Julius menilai hukuman mati bertentangan dengan asas restorative justice dan semangat reintegrasi sosial pemasyarakatan. Pemerintah Indonesia juga berkelit dengan dalih dalam UU No.1 Tahun 2023 tentang KUHP, hukuman mati merupakan hukuman alternatif. Ada 5 rekomendasi untuk menghapus atau merevisi UU No.11 Tahun 2008 tentang Informasi Transaksi Elektronik, UU No.17 Tahun 2013 tentang Organisasi Kemasyarakatan, dan UU No.9 Tahun 1998 tentang Kemerdekaan Menyampaikan Pendapat di Muka umum.

Sayangnya, pemerintah menolak rekomendasi tersebut. Julis berpendapat penolakan itu menegaskan pemerintah tidak mau menjamin hak-hak sipil dan politik setiap orang yang ada di yurisdiksinya, seiring dengan semakin intensnya kriminalisasi terhadap para pembela HAM, seperti Fatia Maulidiyanti dan Haris Azhar.

“Hal-hal tersebut semakin mempertegas arah pemerintah Indonesia yang semakin anti kritik dan beranjak menuju otoritarianisme,” tegasnya.

Ketua Yayasan Lembaga Bantuan Hukum Indonesia (YLBHI) Muhammad Isnur menambahkan, pemerintah Indonesia mendapat lebih dari 5 rekomendasi mengenai perlindungan dan penjaminan atas hak-hak kelompok minoritas gender dan orientasi seksual  alias Lesbian, Gay, Biseksual, Transgender, Queer dan lainnya (LGBTQI+). Dari jumlah itu ada 3 rekomendasi mendorong pemerintah untuk mencabut, atau merevisi, aturan diskriminatif terhadap LGBTQI+.

Tapi ketiga rekomendasi itu ditolak dengan alasan tidak ada satu pun aturan hukum nasional yang mengatur secara spesifik mengenai kelompok LGBTQI+. Padahal, dalam laporan-laporan organisasi masyarakat sipil, disebutkan bahwa di dalam KUHP terbaru mengenai Living Law sangat potensial melegitimasi diskriminasi atas kelompok LGBTQI+. Selain itu, saat ini begitu banyak aturan hukum daerah yang sangat diskriminatif terhadap kelompok LGBTQI+.

“Saat ini, tercatat ada 45 regulasi anti-LGBTQI+ di Indonesia. Perda-perda ini telah memicu daerah lain untuk membuat raperda serupa,” ujar Isnur.

============

▶ Tugas yang Dikerjakan:
[a] Menurut dokumen sumber, berapa banyak regulasi anti-LGBTQI+ yang tercatat di Indonesia?
[b] Tentukan apakah setiap pernyataan berikut sesuai dengan dokumen sumber. Jawab ya atau tidak, lalu kutip kata-kata dari dokumen sumber yang menjadi dasar jawaban. (i) Pemerintah menolak ketiga rekomendasi untuk mencabut atau merevisi aturan diskriminatif terhadap LGBTQI+. (ii) Muhammad Isnur menjabat sebagai Ketua YLBHI. (iii) Pemerintah berpendapat ada aturan hukum nasional yang secara spesifik mengatur kelompok LGBTQI+.

============

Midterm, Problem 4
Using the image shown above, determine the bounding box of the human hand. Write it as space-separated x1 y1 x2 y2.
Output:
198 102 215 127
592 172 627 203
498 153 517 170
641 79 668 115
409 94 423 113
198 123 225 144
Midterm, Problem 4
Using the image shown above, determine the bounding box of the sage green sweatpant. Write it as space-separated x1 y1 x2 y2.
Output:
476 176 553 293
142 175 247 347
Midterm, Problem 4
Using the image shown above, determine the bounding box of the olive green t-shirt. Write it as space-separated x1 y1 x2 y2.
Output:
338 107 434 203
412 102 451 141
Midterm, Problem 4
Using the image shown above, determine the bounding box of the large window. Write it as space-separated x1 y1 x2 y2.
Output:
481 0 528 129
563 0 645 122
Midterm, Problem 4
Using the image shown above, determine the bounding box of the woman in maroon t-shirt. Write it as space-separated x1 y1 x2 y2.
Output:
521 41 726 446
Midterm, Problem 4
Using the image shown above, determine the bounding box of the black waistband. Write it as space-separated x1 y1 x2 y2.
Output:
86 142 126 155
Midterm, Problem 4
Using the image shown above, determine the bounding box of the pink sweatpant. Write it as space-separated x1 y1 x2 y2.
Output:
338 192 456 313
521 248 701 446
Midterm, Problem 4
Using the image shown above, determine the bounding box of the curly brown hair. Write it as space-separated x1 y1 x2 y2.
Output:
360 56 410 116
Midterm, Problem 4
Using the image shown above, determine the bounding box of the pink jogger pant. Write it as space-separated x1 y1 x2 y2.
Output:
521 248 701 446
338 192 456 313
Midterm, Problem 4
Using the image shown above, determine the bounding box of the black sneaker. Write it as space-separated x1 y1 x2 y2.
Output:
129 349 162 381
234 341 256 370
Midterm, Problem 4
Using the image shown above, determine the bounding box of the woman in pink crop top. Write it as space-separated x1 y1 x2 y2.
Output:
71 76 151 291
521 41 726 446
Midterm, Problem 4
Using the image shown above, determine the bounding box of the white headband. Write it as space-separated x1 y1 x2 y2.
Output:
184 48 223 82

============

▶ Jawaban Latihan:
[a] Ada 45 regulasi anti-LGBTQI+ yang tercatat di Indonesia.

[b]
(i) Ya: "Tapi ketiga rekomendasi itu ditolak"
(ii) Ya: "Ketua Yayasan Lembaga Bantuan Hukum Indonesia (YLBHI) Muhammad Isnur"
(iii) Tidak: "tidak ada satu pun aturan hukum nasional yang mengatur secara spesifik mengenai kelompok LGBTQI+"